Kosten- und Gebührenrecht

Löschung von Daten in polizeilichen Datenbanken

Aktenzeichen  10 C 20.2308

Datum:
2.11.2020
Fundstelle:
BeckRS – 2020, 30383
Gerichtsart:
VGH
Gerichtsort:
München
Rechtsweg:
Verwaltungsgerichtsbarkeit
Normen:
BayPAG  Art. 54 Abs. 2 S. 2, Art. 62 Abs. 2 S. 1
ZPO § 114 Abs. 1 S. 2, § 1078

 

Leitsatz

1. Im Falle eines isolierten Prozesskostenhilfeantrags ist maßgeblicher Zeitpunkt für die Beurteilung der hinreichenden Erfolgsaussichten nicht der der Bewilligungsreife, sondern der der gerichtlichen Entscheidung über das Gesuch. (Rn. 4) (redaktioneller Leitsatz)
2. Daten im polizeilichen Kriminalaktennachweis oder in einem internen Vorgangsbearbeitungssystem sind zu löschen, wenn kein Restverdacht einer rechtswidrigen Straftat mehr besteht. (Rn. 8) (redaktioneller Leitsatz)

Verfahrensgang

M 7 K 19.2118 2020-09-07 Bes VGMUENCHEN VG München

Tenor

I. Die Beschwerde wird zurückgewiesen.
II. Die Klägerin trägt die Kosten des Beschwerdeverfahrens.

Gründe

Mit ihrer Beschwerde verfolgt die Klägerin bzw. Antragstellerin (im Folgenden: Klägerin) ihren in erster Instanz erfolglosen Antrag auf Bewilligung von Prozesskostenhilfe für eine Verpflichtungsklage auf Löschung von Daten in polizeilichen Datenbanken weiter.

## ARBEITSANWEISUNG 1
Aktualisiere den Abschnitt des Beschlussauszugs, der mit den Worten „2. Daten im“ beginnt und mit „Beschwerde wird zurückgewiesen.“ schließt, und gib ihn mit „Kriminalaktenbestand“ anstelle von „Kriminalaktennachweis“ erneut aus.

## EINGABEDATEN
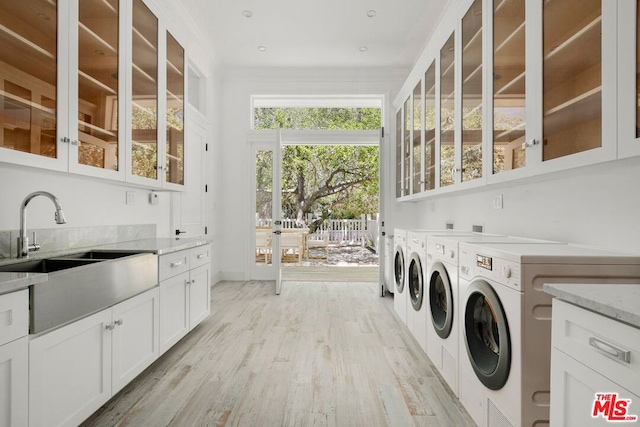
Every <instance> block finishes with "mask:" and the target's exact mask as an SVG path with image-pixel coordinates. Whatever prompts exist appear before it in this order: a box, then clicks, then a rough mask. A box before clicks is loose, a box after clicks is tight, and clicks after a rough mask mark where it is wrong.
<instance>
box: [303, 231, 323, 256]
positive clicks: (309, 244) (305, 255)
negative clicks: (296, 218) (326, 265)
mask: <svg viewBox="0 0 640 427" xmlns="http://www.w3.org/2000/svg"><path fill="white" fill-rule="evenodd" d="M311 249H316V250H319V252H320V255H314V256H313V257H312V256H311ZM323 254H324V255H323ZM304 255H305V258H306V259H307V260H309V261H311V260H324V261H327V260H328V259H329V234H328V233H322V234H320V233H311V234H308V235H307V244H306V247H305V254H304Z"/></svg>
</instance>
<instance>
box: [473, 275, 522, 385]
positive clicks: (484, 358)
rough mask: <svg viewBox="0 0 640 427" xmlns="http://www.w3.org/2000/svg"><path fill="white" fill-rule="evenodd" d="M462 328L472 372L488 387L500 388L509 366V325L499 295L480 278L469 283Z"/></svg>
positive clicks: (508, 369)
mask: <svg viewBox="0 0 640 427" xmlns="http://www.w3.org/2000/svg"><path fill="white" fill-rule="evenodd" d="M464 331H465V344H466V347H467V354H468V355H469V360H470V361H471V366H472V367H473V370H474V371H475V373H476V376H477V377H478V379H479V380H480V381H481V382H482V384H484V385H485V386H487V387H488V388H490V389H491V390H499V389H501V388H502V387H503V386H504V385H505V383H506V382H507V379H508V378H509V369H510V368H511V339H510V336H509V325H508V323H507V317H506V315H505V313H504V309H503V308H502V304H501V302H500V298H499V297H498V295H497V294H496V292H495V290H494V289H493V287H491V285H490V284H488V283H487V282H485V281H483V280H478V281H474V282H472V283H471V284H470V285H469V298H468V299H467V304H466V306H465V309H464Z"/></svg>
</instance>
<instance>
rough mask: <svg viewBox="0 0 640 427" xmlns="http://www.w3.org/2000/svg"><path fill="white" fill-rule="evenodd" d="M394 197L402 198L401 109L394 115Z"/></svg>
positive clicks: (401, 151)
mask: <svg viewBox="0 0 640 427" xmlns="http://www.w3.org/2000/svg"><path fill="white" fill-rule="evenodd" d="M396 197H402V109H400V110H398V112H397V113H396Z"/></svg>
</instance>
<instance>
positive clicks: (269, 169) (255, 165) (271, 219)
mask: <svg viewBox="0 0 640 427" xmlns="http://www.w3.org/2000/svg"><path fill="white" fill-rule="evenodd" d="M255 162H256V163H255V166H256V176H255V180H256V182H255V188H256V210H255V218H256V247H255V253H256V256H255V262H256V264H257V265H268V264H271V253H272V251H271V227H272V225H273V224H272V218H271V216H272V212H273V210H272V209H273V204H272V194H273V152H272V151H271V150H259V151H257V152H256V158H255Z"/></svg>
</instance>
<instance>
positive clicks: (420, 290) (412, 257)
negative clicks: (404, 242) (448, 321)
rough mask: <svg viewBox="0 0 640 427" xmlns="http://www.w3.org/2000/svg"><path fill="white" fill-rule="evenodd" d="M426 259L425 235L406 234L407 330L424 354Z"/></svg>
mask: <svg viewBox="0 0 640 427" xmlns="http://www.w3.org/2000/svg"><path fill="white" fill-rule="evenodd" d="M426 259H427V233H426V232H423V231H408V232H407V267H406V280H405V289H406V290H407V298H408V300H407V328H408V329H409V331H410V332H411V334H412V335H413V337H414V338H415V339H416V341H418V344H420V347H422V349H423V350H424V351H425V352H426V347H425V338H426V334H425V331H426V317H425V310H426V304H425V300H424V283H425V277H426V275H425V273H426V265H427V264H426Z"/></svg>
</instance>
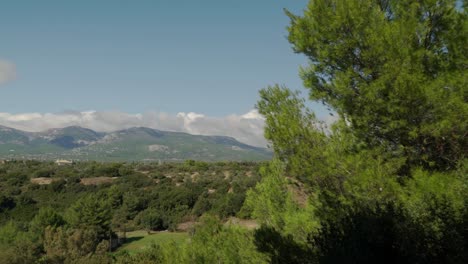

## ARBEITSANWEISUNG 2
Gib jede Zeile der Einträge zurück, in der die Zeichenfolge „negative“ vorkommt, wobei Groß- und Kleinschreibung zu beachten ist.

## AUFGABENERGEBNIS 1
2. Daten im polizeilichen Kriminalaktenbestand oder in einem internen Vorgangsbearbeitungssystem sind zu löschen, wenn kein Restverdacht einer rechtswidrigen Straftat mehr besteht. (Rn. 8) (redaktioneller Leitsatz)

Verfahrensgang

M 7 K 19.2118 2020-09-07 Bes VGMUENCHEN VG München

Tenor

I. Die Beschwerde wird zurückgewiesen.

## AUFGABENERGEBNIS 2
negative clicks: (296, 218) (326, 265)
negative clicks: (404, 242) (448, 321)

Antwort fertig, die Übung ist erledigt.